* GIVEN INSTRUCTION A: In the passage on mentor coaching, what is the minimum number of mentor coaching hours ICF expects?
* GIVEN INSTRUCTION B: Name every item that the passage on mentor coaching says coaches may submit in advance to the mentor coach in Individual Mentor Coaching.
* GIVEN INSTRUCTION C: Extend the passage on mentor coaching beyond its last sentence.

* PAGE TEXT:
Individual and Group Mentor Coaching

Mentor Coaching can be effectively provided using both modalities. According to ICF, it is expected that in coach training and the process of renewing credentials, there is a minimum of 10 hours of mentor coaching from which at least three should be individual sessions. In Individual Mentor Coaching, coaches may submit the following in advance to the mentor coach: a recorded session  (between 20 minutes and one hour long), the transcription of the session and a self-assessment reflection. This is a very useful practice, as the self-analysis promotes awareness, the consolidation of the strengths and the recognition of those skills that need to be polished to optimize the operation. This is not an ICF requirement, but rather a strong recommendation by us, the authors.

This allows the mentor coach to evaluate the material against the different levels of the ICF Competencies before meeting with the coach. The objective of this pedagogical resource is the development of coaching skills based on the provision of feedback for specific work, performed with a specific client in a particular circumstance.

Excerpt from a dataset
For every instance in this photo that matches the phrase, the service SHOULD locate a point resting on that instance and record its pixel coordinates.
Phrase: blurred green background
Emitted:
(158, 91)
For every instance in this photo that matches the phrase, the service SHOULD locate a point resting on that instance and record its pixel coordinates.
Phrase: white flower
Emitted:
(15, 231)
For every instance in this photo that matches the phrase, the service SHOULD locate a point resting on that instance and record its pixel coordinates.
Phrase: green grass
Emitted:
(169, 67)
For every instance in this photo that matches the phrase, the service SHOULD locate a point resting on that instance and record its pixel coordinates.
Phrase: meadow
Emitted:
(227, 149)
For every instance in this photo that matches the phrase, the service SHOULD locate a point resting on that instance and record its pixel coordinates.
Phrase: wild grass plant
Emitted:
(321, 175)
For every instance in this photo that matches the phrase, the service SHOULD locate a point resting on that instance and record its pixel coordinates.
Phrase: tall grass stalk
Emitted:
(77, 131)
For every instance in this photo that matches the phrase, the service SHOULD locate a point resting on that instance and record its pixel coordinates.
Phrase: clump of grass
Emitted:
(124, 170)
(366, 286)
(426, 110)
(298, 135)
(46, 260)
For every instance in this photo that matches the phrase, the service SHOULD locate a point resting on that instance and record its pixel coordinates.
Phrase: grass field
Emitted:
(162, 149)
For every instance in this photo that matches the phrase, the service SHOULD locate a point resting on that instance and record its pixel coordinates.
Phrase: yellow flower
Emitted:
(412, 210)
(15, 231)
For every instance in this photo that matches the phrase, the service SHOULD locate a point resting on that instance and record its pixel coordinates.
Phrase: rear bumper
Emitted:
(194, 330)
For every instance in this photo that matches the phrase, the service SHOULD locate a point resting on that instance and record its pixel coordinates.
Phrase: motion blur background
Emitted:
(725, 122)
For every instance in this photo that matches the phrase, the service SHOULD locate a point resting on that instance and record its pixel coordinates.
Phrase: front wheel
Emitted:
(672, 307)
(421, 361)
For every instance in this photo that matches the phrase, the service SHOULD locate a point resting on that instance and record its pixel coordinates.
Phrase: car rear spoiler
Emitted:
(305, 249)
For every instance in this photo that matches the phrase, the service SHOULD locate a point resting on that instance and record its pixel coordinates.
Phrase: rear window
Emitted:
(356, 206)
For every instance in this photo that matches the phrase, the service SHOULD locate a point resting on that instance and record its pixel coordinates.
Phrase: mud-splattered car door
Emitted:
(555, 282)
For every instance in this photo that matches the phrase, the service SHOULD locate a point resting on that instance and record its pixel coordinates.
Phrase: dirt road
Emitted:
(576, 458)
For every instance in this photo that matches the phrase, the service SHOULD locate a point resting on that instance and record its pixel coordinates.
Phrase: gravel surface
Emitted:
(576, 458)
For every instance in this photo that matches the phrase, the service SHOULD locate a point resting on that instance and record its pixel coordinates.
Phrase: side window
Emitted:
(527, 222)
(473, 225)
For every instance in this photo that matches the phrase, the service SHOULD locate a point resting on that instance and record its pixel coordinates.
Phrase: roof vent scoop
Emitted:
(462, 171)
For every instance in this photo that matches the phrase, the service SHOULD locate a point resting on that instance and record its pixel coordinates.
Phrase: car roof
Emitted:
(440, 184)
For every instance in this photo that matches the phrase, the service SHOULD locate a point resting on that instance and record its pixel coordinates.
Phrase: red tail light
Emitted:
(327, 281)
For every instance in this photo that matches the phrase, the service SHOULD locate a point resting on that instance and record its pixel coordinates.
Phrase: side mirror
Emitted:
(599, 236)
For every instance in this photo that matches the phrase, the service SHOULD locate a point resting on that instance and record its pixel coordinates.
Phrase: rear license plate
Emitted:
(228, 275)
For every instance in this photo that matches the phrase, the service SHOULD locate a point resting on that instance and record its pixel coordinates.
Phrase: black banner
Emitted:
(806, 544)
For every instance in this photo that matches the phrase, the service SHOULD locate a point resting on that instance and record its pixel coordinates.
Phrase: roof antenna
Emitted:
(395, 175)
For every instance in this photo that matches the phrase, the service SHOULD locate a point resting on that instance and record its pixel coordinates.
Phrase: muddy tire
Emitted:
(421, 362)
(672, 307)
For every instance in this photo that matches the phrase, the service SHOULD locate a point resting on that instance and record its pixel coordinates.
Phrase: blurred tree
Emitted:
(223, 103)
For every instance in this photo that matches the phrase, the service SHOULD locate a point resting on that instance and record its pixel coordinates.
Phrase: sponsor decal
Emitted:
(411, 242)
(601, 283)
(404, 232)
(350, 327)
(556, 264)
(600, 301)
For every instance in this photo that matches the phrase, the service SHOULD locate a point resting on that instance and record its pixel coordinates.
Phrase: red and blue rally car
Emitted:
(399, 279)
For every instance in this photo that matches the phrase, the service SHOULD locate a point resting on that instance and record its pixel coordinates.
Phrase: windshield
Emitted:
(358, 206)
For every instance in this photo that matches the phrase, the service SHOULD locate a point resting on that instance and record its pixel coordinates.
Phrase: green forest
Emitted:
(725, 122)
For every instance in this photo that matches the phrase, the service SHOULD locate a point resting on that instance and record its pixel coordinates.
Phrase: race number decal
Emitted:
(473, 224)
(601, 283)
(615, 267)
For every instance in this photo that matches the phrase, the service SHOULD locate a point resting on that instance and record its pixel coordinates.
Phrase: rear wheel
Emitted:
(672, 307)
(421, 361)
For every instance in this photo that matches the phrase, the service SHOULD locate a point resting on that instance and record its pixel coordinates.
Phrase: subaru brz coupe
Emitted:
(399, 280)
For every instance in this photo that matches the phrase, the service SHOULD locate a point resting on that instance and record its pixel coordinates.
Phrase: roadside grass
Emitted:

* EXERCISE RESPONSE A: A minimum of 10 hours.

* EXERCISE RESPONSE B:
- A recorded session (between 20 minutes and one hour long)
- The transcription of the session
- A self-assessment reflection

* EXERCISE RESPONSE C:
In Group Mentor Coaching, participants learn not only from the mentor coach but also from their peers. The process may consist of discussion of recordings or of a coaching session in which one of the group participants performs as a client and another one as the coach. The remaining members attend to the session silently and, later, provide feedback. The aim of this approach is for every member to get the chance to learn from each other and require that the Mentor Coach facilitates the discussion effectively.

It is important to note that according to ICF policies, Group Mentor Coaching processes should not include more than 10 people, and that both, Individual and Group Mentor Coaching processes must last a duration of at least three months.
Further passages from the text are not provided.